SHORT TASK >>
Show each line from the entries below that contains the word "integer".

MATERIAL FOR THIS TASK >>
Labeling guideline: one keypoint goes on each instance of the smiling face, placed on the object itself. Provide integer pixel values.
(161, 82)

---

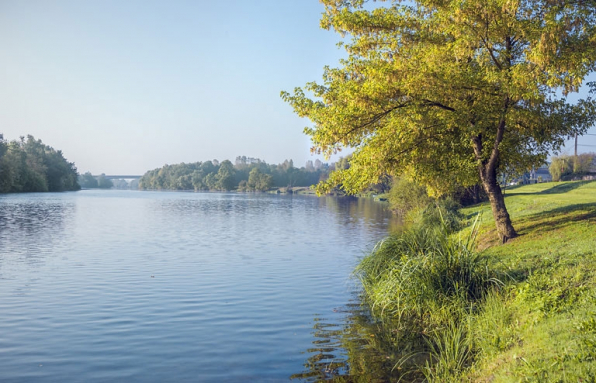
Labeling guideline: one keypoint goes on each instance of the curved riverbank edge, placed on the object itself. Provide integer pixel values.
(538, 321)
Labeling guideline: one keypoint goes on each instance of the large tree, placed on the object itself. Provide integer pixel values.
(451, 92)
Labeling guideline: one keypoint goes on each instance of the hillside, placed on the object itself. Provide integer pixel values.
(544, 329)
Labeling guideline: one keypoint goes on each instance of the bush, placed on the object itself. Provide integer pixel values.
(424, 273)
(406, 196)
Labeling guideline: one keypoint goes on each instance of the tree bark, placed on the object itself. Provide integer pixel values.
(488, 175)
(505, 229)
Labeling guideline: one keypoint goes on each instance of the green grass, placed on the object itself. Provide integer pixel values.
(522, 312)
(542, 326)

CORRECT OUTPUT >>
Labeling guideline: one keypoint goes on each instance of the smiling face, placed on the object itself. Provide integer pixel values.
Labeling guideline: one keypoint goes on each instance of the curved riverbank edge, placed on the object itself. Provide integer pixel values.
Labeling guideline: one keypoint goes on each instance of the large tree, placed on the object itself. Provide integer pixel values.
Labeling guideline: one keypoint goes on each instance of the hillside, placed on the object itself. Provide integer pixel values.
Labeling guideline: one keypoint goes on each instance of the bush, placed on the object itself. Provide integer pixel values.
Labeling guideline: one keypoint goes on each instance of the tree bark, placed on the object itself. Provide integer pixel values.
Labeling guideline: one keypoint goes on each instance of the green grass, placed on the object itself. Provide integer pixel values.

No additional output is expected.